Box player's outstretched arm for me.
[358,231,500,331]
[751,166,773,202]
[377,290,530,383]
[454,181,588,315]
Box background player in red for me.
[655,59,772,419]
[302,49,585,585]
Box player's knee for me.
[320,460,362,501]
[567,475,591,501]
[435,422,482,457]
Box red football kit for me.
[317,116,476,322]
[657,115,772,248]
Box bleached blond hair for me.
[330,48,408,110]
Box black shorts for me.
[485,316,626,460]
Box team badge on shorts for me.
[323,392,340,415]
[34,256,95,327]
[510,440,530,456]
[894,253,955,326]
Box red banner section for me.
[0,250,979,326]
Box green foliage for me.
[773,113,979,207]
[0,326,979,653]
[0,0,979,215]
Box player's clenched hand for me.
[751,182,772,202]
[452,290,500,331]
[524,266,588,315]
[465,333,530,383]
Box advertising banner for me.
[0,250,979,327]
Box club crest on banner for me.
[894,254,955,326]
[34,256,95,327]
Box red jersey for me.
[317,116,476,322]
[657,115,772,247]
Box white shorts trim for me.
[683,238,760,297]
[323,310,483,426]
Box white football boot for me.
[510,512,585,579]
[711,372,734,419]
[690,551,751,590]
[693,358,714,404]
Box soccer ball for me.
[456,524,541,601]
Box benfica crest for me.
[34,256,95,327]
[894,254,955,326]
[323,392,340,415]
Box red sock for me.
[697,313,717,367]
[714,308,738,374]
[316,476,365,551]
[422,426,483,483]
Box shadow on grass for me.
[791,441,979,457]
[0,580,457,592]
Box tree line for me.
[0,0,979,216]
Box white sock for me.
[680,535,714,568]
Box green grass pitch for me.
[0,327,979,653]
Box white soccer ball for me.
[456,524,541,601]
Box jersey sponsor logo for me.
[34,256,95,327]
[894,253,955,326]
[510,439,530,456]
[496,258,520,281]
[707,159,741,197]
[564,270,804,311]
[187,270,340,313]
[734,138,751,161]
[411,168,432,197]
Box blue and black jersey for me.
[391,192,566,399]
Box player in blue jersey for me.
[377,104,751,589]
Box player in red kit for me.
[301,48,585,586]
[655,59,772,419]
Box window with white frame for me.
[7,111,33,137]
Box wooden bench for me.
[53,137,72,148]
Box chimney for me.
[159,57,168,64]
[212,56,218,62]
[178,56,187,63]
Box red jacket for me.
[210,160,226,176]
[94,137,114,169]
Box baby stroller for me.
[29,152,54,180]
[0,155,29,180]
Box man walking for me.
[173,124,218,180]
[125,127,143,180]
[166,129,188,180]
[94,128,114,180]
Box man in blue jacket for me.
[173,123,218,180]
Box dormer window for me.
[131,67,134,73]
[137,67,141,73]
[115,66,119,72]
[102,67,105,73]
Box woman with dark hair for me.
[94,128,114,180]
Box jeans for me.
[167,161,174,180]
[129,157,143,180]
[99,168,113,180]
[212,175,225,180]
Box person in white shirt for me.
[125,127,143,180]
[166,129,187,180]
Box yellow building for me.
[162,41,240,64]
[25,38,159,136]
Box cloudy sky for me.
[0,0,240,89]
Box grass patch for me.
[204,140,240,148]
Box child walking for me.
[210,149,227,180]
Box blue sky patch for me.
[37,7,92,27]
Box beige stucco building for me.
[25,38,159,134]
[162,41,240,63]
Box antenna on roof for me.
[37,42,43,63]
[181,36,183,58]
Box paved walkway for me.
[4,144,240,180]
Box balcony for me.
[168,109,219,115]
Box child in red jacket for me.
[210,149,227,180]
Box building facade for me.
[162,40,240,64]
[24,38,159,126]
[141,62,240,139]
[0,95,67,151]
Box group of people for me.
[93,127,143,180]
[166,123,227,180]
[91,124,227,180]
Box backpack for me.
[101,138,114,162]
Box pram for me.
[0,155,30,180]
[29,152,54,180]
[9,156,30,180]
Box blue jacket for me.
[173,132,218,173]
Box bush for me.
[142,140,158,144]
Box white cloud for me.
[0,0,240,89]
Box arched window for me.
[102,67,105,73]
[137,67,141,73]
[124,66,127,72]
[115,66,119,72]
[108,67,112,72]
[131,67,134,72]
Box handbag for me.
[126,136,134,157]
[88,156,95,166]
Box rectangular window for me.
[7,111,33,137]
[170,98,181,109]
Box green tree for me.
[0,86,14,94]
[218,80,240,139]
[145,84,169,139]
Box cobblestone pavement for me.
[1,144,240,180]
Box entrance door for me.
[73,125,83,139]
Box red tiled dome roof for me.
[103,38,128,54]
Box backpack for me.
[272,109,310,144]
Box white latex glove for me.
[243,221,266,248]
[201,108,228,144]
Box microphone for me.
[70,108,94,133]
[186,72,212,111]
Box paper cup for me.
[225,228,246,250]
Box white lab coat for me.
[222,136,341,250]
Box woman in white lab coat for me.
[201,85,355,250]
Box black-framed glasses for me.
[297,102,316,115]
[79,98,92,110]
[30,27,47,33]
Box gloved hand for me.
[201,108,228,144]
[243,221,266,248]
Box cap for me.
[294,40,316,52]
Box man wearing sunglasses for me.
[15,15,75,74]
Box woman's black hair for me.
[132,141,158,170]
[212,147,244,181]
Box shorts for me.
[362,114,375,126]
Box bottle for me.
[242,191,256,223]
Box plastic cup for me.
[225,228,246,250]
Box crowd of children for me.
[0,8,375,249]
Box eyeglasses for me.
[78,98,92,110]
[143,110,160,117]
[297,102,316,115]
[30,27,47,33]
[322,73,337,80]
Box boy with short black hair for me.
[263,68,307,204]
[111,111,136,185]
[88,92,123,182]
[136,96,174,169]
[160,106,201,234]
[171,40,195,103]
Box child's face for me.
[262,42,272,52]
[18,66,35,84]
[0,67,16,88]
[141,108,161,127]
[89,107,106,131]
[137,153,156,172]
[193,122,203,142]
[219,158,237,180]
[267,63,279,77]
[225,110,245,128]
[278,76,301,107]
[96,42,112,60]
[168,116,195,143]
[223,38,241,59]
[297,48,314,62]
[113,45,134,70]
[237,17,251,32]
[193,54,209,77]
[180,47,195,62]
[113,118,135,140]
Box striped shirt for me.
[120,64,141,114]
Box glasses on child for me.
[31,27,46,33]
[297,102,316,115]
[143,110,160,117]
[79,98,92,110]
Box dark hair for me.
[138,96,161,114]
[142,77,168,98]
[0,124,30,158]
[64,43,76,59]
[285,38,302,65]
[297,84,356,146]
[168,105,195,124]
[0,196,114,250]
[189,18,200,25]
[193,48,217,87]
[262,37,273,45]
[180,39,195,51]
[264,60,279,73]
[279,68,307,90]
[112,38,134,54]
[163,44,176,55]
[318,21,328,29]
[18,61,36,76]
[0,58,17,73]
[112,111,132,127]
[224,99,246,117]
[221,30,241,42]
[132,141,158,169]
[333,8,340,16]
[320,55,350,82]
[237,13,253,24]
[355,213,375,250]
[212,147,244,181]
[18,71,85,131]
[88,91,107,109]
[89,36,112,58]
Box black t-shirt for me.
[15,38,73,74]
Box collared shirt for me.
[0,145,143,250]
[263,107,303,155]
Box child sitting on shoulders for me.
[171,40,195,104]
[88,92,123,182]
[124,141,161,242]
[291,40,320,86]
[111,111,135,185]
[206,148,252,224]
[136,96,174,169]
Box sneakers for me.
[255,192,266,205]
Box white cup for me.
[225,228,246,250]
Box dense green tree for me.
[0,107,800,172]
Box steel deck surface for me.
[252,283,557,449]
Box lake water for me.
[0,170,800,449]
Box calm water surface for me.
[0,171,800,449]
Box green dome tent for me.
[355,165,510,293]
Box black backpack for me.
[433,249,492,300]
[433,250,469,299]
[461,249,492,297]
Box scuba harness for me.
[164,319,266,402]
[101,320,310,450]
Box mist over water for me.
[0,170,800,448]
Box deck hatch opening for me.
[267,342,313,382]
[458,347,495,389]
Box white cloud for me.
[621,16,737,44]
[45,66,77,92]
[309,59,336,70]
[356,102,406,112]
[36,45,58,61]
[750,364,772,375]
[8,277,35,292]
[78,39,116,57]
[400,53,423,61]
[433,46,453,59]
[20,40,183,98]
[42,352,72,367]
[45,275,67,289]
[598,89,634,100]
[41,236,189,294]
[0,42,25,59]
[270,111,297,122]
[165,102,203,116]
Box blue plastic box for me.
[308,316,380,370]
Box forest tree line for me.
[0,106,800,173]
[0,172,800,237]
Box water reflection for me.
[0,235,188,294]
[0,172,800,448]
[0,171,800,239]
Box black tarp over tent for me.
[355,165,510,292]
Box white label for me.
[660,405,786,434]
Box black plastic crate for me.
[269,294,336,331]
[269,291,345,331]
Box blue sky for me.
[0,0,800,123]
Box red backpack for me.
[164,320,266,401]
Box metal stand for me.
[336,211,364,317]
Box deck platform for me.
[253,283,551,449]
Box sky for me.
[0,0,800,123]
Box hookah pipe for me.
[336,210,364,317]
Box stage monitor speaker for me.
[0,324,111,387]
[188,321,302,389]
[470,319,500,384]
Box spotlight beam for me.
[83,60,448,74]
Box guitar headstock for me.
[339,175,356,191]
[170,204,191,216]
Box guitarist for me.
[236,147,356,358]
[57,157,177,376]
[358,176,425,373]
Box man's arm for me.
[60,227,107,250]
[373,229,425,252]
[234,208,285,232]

--

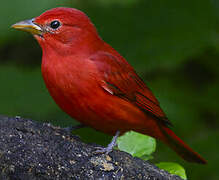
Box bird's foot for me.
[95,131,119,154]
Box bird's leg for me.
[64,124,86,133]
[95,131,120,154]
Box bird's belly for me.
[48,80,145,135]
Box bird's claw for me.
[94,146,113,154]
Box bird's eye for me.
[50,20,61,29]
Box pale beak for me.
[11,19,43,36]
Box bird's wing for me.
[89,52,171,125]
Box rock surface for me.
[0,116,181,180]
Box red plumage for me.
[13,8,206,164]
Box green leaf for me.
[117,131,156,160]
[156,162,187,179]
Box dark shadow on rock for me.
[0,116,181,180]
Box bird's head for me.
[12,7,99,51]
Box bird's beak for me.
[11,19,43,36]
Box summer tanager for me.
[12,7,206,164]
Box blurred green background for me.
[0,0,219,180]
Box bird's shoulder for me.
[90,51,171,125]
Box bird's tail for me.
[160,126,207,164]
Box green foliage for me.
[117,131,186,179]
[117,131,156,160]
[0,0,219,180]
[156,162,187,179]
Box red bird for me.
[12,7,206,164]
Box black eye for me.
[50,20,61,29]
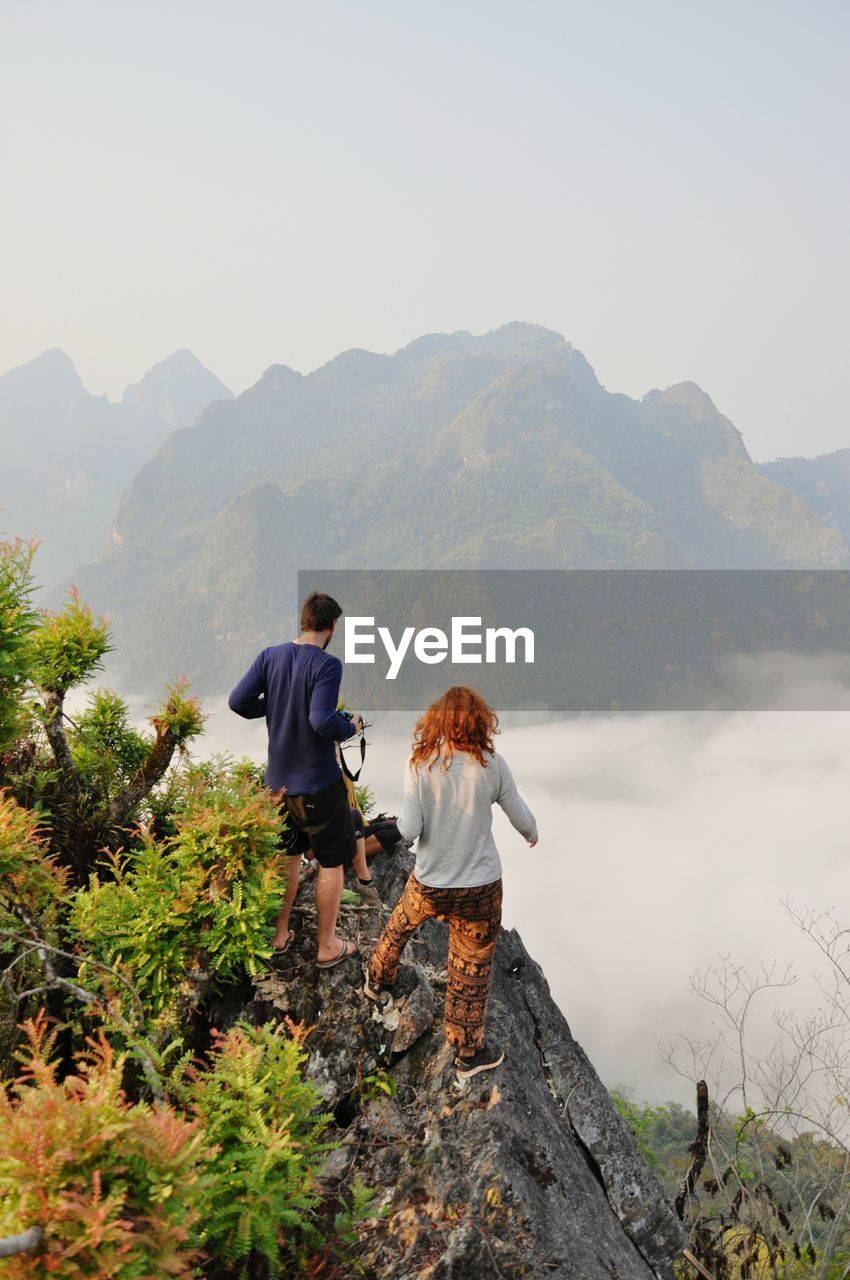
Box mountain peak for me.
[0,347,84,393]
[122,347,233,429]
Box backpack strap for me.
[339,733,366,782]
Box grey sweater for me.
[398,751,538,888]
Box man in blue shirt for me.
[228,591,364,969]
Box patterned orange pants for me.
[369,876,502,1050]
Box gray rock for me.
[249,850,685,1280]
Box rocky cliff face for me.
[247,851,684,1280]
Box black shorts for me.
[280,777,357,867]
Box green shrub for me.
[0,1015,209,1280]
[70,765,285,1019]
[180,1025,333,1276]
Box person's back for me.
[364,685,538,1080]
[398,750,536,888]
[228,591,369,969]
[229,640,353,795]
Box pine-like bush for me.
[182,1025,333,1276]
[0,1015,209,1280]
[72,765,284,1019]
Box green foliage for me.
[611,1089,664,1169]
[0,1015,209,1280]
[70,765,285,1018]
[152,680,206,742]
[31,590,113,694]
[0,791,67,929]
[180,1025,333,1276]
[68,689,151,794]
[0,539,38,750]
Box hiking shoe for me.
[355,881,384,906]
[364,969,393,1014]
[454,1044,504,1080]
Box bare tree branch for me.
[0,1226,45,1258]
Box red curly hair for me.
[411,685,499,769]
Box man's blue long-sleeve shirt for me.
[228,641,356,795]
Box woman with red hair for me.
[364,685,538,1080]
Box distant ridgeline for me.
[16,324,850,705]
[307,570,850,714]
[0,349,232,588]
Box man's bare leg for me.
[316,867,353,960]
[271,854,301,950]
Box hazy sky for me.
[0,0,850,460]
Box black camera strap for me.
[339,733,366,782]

...

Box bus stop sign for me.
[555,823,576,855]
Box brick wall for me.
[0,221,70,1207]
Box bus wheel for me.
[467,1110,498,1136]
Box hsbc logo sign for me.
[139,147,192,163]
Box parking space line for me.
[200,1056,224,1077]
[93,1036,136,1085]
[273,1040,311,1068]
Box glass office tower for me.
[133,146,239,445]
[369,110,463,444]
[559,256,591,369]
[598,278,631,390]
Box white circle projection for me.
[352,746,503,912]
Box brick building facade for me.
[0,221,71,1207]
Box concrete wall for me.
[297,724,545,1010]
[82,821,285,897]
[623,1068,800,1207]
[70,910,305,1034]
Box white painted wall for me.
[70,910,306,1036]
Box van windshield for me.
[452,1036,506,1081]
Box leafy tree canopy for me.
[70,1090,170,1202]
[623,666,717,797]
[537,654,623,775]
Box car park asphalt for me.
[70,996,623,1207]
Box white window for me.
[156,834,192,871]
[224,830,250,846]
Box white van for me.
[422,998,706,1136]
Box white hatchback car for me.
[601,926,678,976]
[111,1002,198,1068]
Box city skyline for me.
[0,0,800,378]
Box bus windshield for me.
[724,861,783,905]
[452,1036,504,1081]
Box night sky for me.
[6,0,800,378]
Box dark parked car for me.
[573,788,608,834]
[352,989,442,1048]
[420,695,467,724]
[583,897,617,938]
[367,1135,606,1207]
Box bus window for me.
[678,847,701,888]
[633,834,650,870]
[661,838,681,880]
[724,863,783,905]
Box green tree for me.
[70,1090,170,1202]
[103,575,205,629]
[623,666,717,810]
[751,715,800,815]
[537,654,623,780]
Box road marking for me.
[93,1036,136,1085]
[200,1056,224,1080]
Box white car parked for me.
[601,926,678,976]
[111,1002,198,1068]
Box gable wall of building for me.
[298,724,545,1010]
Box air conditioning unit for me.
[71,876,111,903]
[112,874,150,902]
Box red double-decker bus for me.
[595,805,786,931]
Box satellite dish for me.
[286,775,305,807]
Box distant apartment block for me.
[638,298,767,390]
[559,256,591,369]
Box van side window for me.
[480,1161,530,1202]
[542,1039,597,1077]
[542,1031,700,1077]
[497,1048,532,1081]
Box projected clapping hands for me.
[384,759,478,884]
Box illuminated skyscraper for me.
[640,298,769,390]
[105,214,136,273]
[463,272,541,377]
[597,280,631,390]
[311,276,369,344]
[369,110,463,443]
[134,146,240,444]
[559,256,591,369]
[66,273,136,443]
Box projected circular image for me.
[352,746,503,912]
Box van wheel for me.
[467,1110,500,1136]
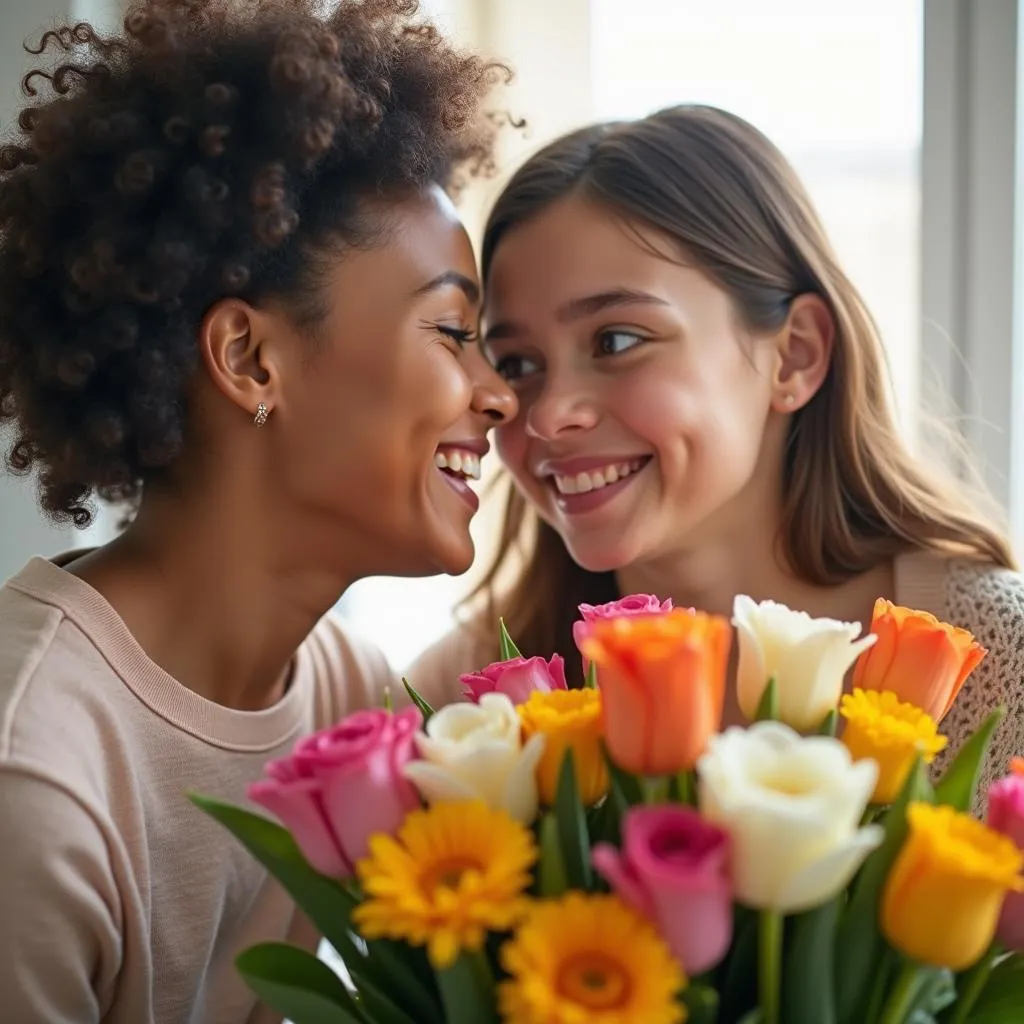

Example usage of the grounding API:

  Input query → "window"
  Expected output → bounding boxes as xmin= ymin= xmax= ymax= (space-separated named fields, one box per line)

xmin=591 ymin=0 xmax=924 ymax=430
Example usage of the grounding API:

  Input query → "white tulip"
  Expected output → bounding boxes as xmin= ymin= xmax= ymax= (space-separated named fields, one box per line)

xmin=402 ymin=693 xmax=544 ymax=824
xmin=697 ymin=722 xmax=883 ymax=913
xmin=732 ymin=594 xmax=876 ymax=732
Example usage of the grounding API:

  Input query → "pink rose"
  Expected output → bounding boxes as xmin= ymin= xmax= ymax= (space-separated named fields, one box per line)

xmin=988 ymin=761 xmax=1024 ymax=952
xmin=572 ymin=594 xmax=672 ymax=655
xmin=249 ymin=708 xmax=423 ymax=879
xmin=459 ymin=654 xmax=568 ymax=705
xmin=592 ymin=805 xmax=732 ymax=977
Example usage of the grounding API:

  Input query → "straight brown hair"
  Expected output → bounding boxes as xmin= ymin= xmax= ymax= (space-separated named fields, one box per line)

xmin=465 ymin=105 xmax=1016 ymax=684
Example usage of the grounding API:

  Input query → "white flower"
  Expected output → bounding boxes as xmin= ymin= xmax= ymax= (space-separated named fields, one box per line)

## Task brief
Start at the line containing "Box jeans for me." and stop after the line containing "[204,140,240,148]". Reproduce every line in that span, shifting each bounding-box coordinate by -58 and leaving everything else unchanged.

## Result for this task
Box jeans for me.
[109,103,116,122]
[71,99,85,122]
[41,110,55,122]
[154,117,167,122]
Box person in white shirt for me.
[67,69,85,122]
[108,71,129,122]
Box yellow building for me.
[104,-17,182,6]
[-33,-20,101,78]
Box cloudy sky for me.
[-58,-58,182,31]
Box grass patch for me.
[146,82,182,90]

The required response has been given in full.